# [Text section]
.....
This points out that we end up caching core and exec code, which
isn't really necessary. We could limit it to has_all_memory targets,
I think. Not sure if that'd complicate things.
> This patch adds something similar in dcache_read_line to go through
> target_ops from top to bottom, and call to_xfer_partial.
> The original code uses TARGET_OBJECT_RAW_MEMORY, which is replaced
> by TARGET_OBJECT_MEMORY in target_xfer_partial,
> enum target_object raw_object = object;
> /* If this is a raw memory transfer, request the normal
> memory object from other layers. */
> if (raw_object == TARGET_OBJECT_RAW_MEMORY)
> raw_object = TARGET_OBJECT_MEMORY;
> so we can use TARGET_OBJECT_MEMORY here. Regression tested on
The dcache is the sole user of TARGET_OBJECT_RAW_MEMORY. This shows
that if we want to code from lower targets too, then this sole user also
wants to do the top to bottom delegation that memory_xfer_partial_1 does.
So this can all be done within target.c. Factor out the
memory_xfer_partial_1 top to bottom memory read code to a separate
raw_memory_xfer_partial function (despite the name, it'd request
TARGET_OBJECT_MEMORY from the targets), and make target_xfer_partial
call that for TARGET_OBJECT_RAW_MEMORY:
target_xfer_partial (struct target_ops *ops,
enum target_object object, const char *annex,
void *readbuf, const void *writebuf,
ULONGEST offset, LONGEST len)
.....
# [Dataset excerpts]
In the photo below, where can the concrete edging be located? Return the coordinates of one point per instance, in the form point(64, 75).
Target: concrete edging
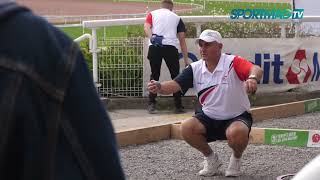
point(257, 135)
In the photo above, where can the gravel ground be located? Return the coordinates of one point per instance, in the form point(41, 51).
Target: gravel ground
point(174, 159)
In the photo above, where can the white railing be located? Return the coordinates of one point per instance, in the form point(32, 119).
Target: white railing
point(198, 20)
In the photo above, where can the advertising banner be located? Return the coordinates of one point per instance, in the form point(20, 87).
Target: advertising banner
point(288, 64)
point(286, 137)
point(311, 8)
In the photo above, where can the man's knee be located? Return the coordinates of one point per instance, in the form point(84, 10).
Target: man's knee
point(191, 127)
point(237, 131)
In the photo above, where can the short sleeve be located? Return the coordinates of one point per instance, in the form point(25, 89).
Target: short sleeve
point(181, 27)
point(149, 19)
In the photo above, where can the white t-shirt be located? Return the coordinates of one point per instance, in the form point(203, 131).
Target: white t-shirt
point(221, 93)
point(167, 24)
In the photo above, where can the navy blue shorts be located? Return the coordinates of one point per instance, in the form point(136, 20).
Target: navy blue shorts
point(216, 129)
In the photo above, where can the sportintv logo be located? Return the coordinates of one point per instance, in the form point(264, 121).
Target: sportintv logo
point(266, 13)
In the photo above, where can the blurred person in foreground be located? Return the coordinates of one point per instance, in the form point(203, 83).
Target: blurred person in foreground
point(222, 83)
point(166, 31)
point(53, 125)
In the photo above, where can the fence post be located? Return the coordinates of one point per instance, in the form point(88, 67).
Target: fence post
.....
In the dcache patch discussion, what name is proposed for the separate function that the top-to-bottom memory read code from memory_xfer_partial_1 would be moved into?

raw_memory_xfer_partial